Give every entry again, unchanged, and leave its images out.

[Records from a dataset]
• • • • •

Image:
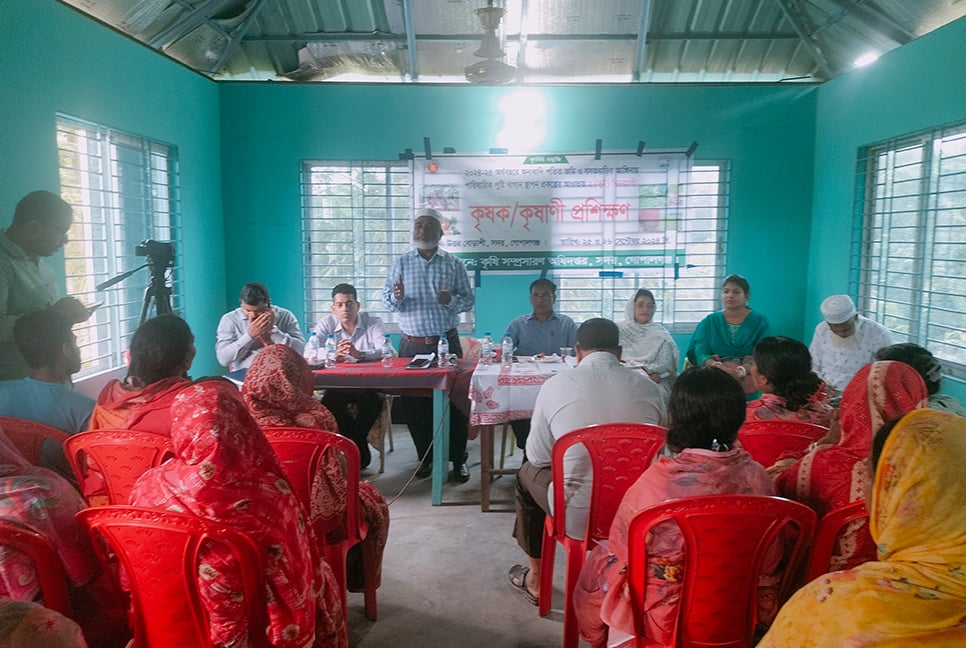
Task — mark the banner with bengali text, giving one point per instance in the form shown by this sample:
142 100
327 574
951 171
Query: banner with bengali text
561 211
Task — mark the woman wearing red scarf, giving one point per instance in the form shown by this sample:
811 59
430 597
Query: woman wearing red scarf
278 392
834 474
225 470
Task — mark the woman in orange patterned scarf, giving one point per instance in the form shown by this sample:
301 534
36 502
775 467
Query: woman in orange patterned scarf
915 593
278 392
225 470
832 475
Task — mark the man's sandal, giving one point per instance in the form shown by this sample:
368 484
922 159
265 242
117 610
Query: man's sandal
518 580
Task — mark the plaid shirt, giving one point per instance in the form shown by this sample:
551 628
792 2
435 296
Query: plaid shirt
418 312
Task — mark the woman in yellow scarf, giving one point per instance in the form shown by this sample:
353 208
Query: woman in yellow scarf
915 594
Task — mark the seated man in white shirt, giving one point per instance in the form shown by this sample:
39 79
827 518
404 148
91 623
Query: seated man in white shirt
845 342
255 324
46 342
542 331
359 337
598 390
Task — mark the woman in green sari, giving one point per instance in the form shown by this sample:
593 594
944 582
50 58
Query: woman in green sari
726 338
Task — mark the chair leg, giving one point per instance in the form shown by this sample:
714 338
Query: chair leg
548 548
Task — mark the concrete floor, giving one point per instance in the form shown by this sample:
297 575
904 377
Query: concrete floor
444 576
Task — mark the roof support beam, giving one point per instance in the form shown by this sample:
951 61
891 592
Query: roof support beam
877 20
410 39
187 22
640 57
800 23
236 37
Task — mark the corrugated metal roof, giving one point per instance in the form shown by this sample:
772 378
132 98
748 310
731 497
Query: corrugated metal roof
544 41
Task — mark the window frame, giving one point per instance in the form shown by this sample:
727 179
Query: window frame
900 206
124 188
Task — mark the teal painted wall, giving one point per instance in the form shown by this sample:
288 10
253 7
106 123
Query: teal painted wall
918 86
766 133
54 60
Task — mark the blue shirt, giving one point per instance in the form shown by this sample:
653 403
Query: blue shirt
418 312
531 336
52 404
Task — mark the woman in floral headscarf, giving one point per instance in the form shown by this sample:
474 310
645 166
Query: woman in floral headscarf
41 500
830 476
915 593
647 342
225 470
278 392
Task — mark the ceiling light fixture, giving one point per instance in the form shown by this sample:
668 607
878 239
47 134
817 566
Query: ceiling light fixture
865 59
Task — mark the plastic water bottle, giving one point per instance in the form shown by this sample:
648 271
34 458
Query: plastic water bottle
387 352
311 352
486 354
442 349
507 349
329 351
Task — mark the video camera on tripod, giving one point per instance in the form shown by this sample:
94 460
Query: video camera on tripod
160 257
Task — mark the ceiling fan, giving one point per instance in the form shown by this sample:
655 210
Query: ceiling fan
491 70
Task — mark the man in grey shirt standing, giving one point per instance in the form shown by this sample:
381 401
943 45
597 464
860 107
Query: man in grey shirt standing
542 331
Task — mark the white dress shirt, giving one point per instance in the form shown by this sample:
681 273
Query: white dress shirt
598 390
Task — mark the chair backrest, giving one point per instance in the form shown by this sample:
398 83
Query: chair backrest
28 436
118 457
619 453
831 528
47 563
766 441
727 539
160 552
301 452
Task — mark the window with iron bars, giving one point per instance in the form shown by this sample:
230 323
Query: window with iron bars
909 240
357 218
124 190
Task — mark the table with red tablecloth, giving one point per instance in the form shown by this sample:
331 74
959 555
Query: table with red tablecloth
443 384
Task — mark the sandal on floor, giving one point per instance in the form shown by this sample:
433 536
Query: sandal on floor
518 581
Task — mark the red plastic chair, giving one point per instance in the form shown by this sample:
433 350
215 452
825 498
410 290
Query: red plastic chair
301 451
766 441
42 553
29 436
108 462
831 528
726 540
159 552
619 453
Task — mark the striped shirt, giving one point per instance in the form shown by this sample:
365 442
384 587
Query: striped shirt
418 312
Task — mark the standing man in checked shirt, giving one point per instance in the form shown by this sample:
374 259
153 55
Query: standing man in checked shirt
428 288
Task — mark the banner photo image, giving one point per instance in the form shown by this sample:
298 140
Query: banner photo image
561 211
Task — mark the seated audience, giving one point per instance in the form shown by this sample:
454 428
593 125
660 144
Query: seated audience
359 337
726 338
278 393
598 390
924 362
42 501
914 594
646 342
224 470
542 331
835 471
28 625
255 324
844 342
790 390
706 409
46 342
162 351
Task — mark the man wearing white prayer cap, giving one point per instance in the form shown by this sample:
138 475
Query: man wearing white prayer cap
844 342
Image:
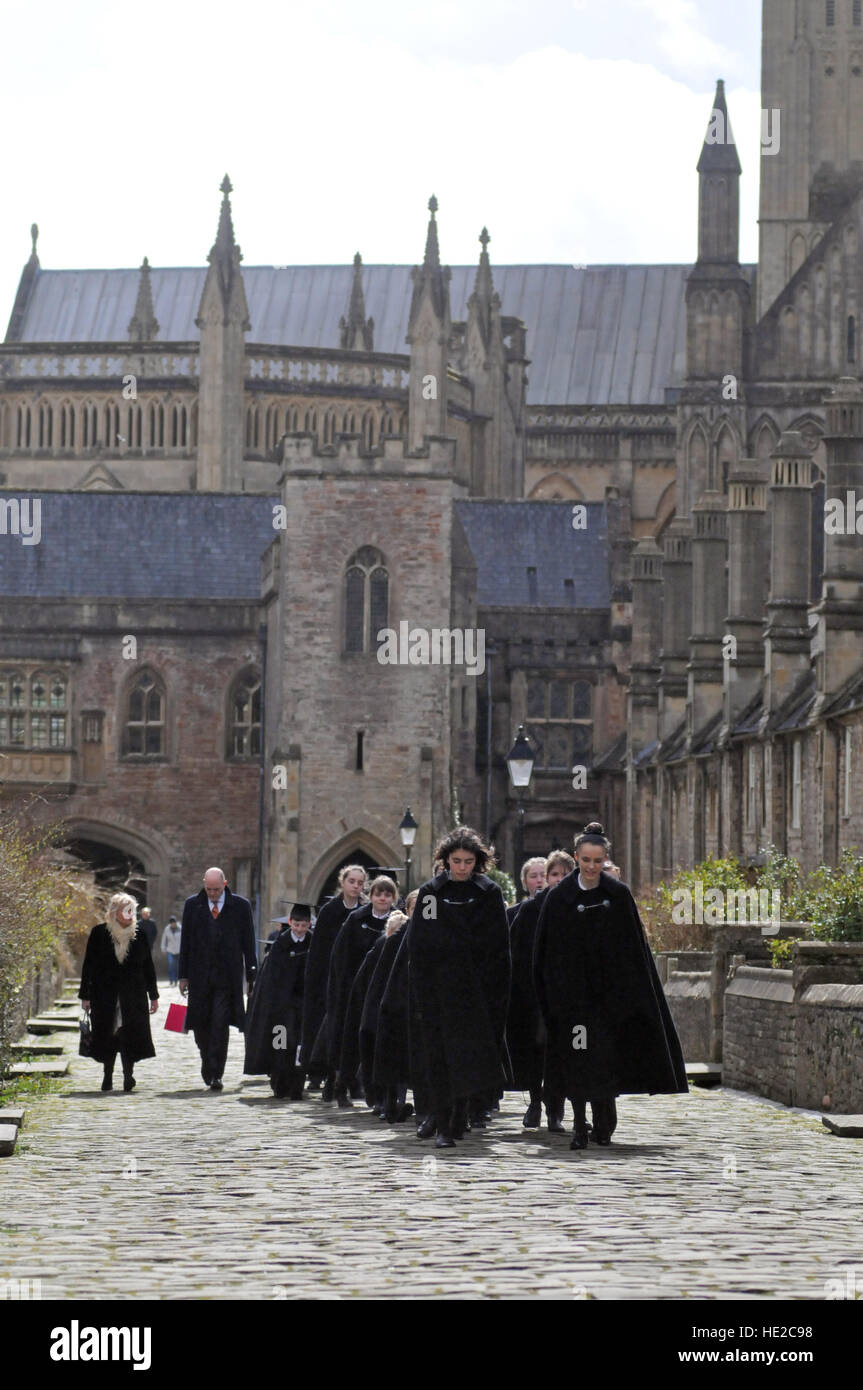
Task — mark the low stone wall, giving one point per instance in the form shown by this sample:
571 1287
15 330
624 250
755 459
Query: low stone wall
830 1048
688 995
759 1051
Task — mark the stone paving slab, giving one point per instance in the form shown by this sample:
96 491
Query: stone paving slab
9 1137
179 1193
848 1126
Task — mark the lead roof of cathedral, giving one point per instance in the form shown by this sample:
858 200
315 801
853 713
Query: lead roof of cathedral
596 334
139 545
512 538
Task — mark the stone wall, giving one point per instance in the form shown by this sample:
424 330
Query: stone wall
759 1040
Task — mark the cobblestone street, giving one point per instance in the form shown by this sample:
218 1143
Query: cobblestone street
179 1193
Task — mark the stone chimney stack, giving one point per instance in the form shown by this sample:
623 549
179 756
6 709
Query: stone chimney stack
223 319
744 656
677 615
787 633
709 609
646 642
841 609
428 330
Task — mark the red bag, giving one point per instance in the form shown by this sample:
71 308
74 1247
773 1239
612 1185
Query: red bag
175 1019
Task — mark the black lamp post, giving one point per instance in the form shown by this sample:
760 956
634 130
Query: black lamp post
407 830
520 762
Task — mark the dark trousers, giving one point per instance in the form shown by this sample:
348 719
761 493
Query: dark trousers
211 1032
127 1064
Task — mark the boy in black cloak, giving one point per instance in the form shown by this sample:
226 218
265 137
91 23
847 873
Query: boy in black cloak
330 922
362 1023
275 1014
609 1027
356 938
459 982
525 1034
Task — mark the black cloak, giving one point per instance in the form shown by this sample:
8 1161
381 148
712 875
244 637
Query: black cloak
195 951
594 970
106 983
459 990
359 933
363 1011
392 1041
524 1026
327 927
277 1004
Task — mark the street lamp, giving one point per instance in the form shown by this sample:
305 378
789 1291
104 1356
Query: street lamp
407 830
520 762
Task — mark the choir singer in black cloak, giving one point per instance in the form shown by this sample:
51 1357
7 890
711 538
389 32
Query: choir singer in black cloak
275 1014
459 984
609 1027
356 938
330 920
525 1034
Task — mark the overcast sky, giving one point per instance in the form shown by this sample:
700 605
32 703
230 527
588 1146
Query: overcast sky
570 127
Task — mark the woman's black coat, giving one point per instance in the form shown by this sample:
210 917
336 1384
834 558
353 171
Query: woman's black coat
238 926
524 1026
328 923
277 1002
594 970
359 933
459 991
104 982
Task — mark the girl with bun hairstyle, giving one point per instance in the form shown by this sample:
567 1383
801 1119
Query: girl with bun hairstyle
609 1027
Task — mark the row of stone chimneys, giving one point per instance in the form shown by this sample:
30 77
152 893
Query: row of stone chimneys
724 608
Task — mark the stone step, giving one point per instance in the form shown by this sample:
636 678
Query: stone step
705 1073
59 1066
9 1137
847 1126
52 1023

• • • • •

Output for this exercise
Image:
Task — mark the banner with bengali text, giving one point per instance in the form shown by this sample:
142 100
327 574
951 171
Query: banner with bengali text
561 211
Task — mark the woman wearing red scarf, giving one point per instance in the form shown by this sample:
811 59
430 597
Query: woman wearing red scarf
278 392
834 474
225 470
Task — mark the woman in orange patterned scarf, giving one point per instance in the form shown by this sample:
301 534
36 502
775 467
Query: woman in orange patterned scarf
915 593
278 392
225 470
832 475
Task — mark the man's sandal, giving one point per instance in the form shown by this sample:
368 484
922 159
265 242
117 610
Query: man's sandal
518 580
Task — mark the plaid shirt, giving one point per instance in the form shown by this sample:
551 628
792 2
435 296
Query: plaid shirt
418 312
Task — mark the woman in yellow scarf, giving one point per instance in the form shown by this sample:
353 208
Query: woman in yellow scarf
915 594
Task — mark the seated man in white shirt, giving one point per instance in the form shown by this sample:
39 79
827 518
404 148
91 623
Query: seated man in white shirt
845 342
255 324
46 342
542 331
359 337
598 390
Task — mark the woman in green sari, giving one point per instance in the form shown by this sample:
593 594
944 582
50 58
Query: woman in green sari
726 338
Task — mark the chair leg, giving one point per instance in the form shown by this sample:
714 338
Query: chair leg
548 548
Task — mark the concrete floor, giving one point per instance in the form shown by this sample:
297 575
904 377
Query: concrete floor
444 576
Task — mark the roof support beam, giving one point per instance in the form shown by this sample:
951 61
891 592
Query: roof support beam
877 20
410 39
187 22
640 57
800 23
236 37
Task — mark the corrugated metal roof, giving one point per instance in the form shown by this sample:
772 378
132 98
748 310
731 497
Query: corrugated metal roof
544 41
Task — mark the window frame, giving one point per instance in the form shown by this sample:
727 179
Query: window frame
900 206
124 188
Task — mark the teal painted wall, giving one point per instance in the form shown by this sample:
288 10
253 7
106 123
Query: teal painted wall
918 86
766 133
54 60
Task — mark the blue shirt, giving one point per instance in the form shown by this sample:
653 403
Query: blue shirt
418 312
531 336
52 404
Task — mark the woman in floral headscarf, giving one point per instance in the form shown by this sample:
474 310
645 166
Query: woman in floral headscarf
41 500
830 476
915 593
647 342
225 470
278 392
Task — mark the ceiling light fixture, giving one point per instance in the form shown by this sample:
668 607
878 239
47 134
817 566
Query: ceiling light fixture
865 59
Task — mark the plastic water bottle, giving one point per instance in the form shown by this sample:
648 271
34 458
Query: plastic water bottle
387 352
311 352
486 354
442 349
507 349
329 351
Task — mark the video camera on tripod, giving one point per instance in the form shown by this sample:
94 460
Query: video camera on tripod
160 257
Task — mark the ceiling fan, giving one point per instance in the form shown by this sample:
655 210
Query: ceiling fan
491 70
Task — mark the man in grey shirt standing, giving one point per instance in the form shown by this sample:
381 401
943 45
597 464
860 107
Query: man in grey shirt standing
542 331
Task — mark the white dress shirt, giving one point per instance in the form shown by this sample:
681 273
Query: white dress shirt
598 390
Task — mark the chair backrest, giving one point per instance in the form shown by this sample:
398 83
Query: chair backrest
28 436
118 457
619 453
831 528
47 563
766 441
727 539
160 552
301 452
Task — mark the window with iron bars, giving one point per instance in the form shown by this sample:
230 323
Query: window with iron bars
909 240
357 218
124 190
Task — mark the table with red tablecloth, giving one point per instance in the form shown by this sample:
331 74
959 555
Query: table with red tablecloth
443 384
Task — mark the sandal on floor, giving one point per instance in the form shown by this sample:
433 536
Query: sandal on floor
518 581
Task — mark the red plastic chair, giving one point per instance in the form shown by this sample:
433 350
215 452
825 498
410 290
Query: red plastic chair
301 451
766 441
42 553
29 436
108 462
831 528
726 540
159 552
619 453
Task — mark the striped shirt, giving one point per instance in the form shown by this sample:
365 442
384 587
Query: striped shirt
418 312
Task — mark the standing man in checked shirt, giving one point per instance in the form shown by this sample:
374 259
153 55
Query: standing man in checked shirt
428 288
Task — mark the banner photo image, giving one point per instance in the form shown by this sample:
298 140
Query: banner photo image
561 211
Task — mark the seated audience, giving one point per instance in the form shown by this sample:
454 428
593 125
660 144
Query: seated audience
359 337
726 338
278 393
598 390
924 362
42 501
914 594
646 342
224 470
542 331
835 471
28 625
255 324
844 342
790 390
706 409
46 342
162 351
Task — mark the man wearing white prayer cap, giving one point per instance in the form shown by this sample:
138 475
Query: man wearing white prayer cap
844 342
Image:
Task — mark the low stone wall, giving one point per instance in the form shown by this sample:
571 1287
15 330
624 250
755 459
Query: low stone wall
830 1048
688 995
759 1051
Task — mark the stone paving slab, giving one point per instance in the form shown by this sample:
96 491
Query: stone paving slab
9 1137
179 1193
848 1126
Task — mark the lead roof of cathedral, giving one point per instance in the form shown by this sample:
858 200
315 801
853 713
Query: lead roof of cathedral
596 334
139 545
512 538
Task — mark the stone wall, giving one point per instance in the form shown by this sample:
424 330
Query: stone wall
759 1040
Task — mark the cobblestone street, giving one point per instance in the form shown by this sample:
218 1143
Query: cobblestone street
179 1193
Task — mark the stone chimney stack, giving one point per instance in the form shown by this sample:
623 549
179 756
6 709
Query: stone chimney stack
223 319
744 656
677 615
787 633
709 609
646 642
841 609
428 330
Task — mark the red bag, giving one point per instance in the form shown by this sample:
71 308
74 1247
773 1239
612 1185
Query: red bag
175 1019
Task — mark the black lamp post, giving one point per instance in the form shown by this sample:
760 956
634 130
Query: black lamp post
407 830
520 762
Task — mark the dark trousers, giving one point per instance in the form shown by this sample:
348 719
761 493
Query: dark trousers
211 1032
127 1064
Task — mark the boy in black cloak, giving one point per instance in the form shown by this sample:
226 218
265 137
91 23
847 873
Query: boy in black cloak
330 922
362 1023
275 1014
609 1027
356 938
459 982
525 1034
Task — mark the black cloak, giving one point per instance in the form shown by this sample:
8 1161
381 148
712 875
244 637
Query: black cloak
195 951
594 970
106 983
459 990
359 933
363 1011
392 1041
524 1026
327 927
277 1004
Task — mark the street lamp, giving one point per instance in the form shown by this sample:
305 378
789 1291
104 1356
Query: street lamp
407 830
520 762
Task — mark the choir singer in black cloak, giving one point per instance in the form shown by this sample:
51 1357
7 890
711 538
389 32
Query: choir singer in black cloak
275 1014
459 984
609 1027
356 938
330 920
525 1034
Task — mark the overcast sky, giving one point per instance in the form shown by this sample:
700 605
32 703
230 527
588 1146
Query: overcast sky
570 127
Task — mark the woman's black coat, giving one point per instance in the form shown by this sample:
210 917
336 1384
834 558
353 171
Query: woman's black coat
238 926
524 1026
328 923
277 1002
594 970
359 933
459 991
104 982
Task — mark the girl with bun hairstyle, giving one point per instance in the form shown by this sample:
567 1383
801 1119
Query: girl with bun hairstyle
609 1027
Task — mark the row of stone chimneys, giving one point per instance in the form shown by this sample:
30 77
152 893
Query: row of stone chimneys
724 608
Task — mark the stone step, giving one point per instance in the form shown by this sample:
636 678
Query: stone step
705 1073
59 1066
9 1137
847 1126
52 1023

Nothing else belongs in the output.